▶ [What you have to do] The entries below are to be repeated exactly, and their pictures left out.
*** Begin section ***
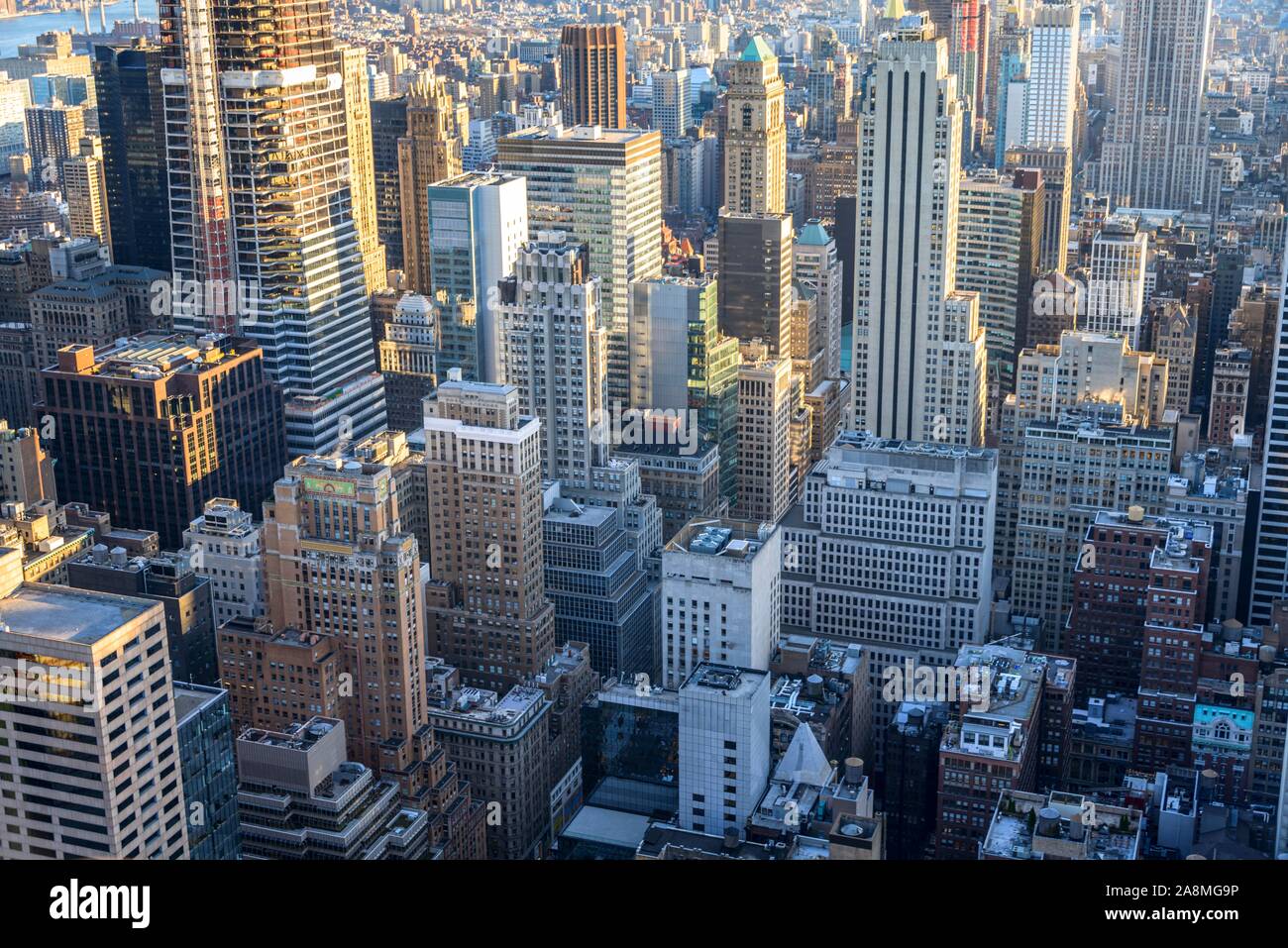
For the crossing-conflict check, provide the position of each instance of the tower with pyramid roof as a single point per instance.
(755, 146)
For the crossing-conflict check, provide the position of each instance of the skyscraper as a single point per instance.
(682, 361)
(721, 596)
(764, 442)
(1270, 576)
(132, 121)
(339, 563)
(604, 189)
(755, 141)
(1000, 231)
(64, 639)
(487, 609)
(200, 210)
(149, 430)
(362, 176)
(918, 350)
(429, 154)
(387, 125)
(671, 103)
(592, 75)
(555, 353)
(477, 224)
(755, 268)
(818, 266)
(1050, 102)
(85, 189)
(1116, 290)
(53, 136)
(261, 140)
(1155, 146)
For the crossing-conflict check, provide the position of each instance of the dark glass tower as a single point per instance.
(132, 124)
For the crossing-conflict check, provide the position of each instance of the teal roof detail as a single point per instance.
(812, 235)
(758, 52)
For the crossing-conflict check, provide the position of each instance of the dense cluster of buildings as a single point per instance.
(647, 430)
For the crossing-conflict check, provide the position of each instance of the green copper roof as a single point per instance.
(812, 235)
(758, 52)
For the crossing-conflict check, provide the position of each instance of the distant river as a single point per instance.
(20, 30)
*** End section ***
▶ [Solution]
For the crossing-conflict check, provide the position of each instance of the tower with pyramid roof as a single point per instance.
(755, 146)
For the crossing-conflict check, provide the position of each instance of the skyscraper as a single point per instance.
(682, 361)
(721, 596)
(764, 442)
(1270, 576)
(132, 121)
(339, 563)
(604, 189)
(755, 141)
(1000, 231)
(64, 639)
(487, 609)
(200, 210)
(149, 430)
(362, 176)
(918, 350)
(429, 154)
(387, 125)
(671, 103)
(592, 75)
(555, 353)
(477, 224)
(755, 268)
(818, 266)
(1050, 102)
(85, 189)
(1116, 290)
(53, 136)
(261, 140)
(1155, 146)
For the crossing-conflict check, provide the position of each instance of the dark glass tower as a single point per instance.
(132, 124)
For the crossing-conflict check, provide the position of each instance of the teal roof detail as a single point per instance.
(812, 235)
(758, 52)
For the crossing-conflict check, provide the position of each instance of the dense cluster of buildings as a single point per instance.
(647, 430)
For the crossing-conflict check, provide the position of each instance of the green copper roof as a single point per instance.
(812, 235)
(758, 52)
For the crossing-conflict check, provide the position of each instance of the distant river as a single point per instance.
(20, 30)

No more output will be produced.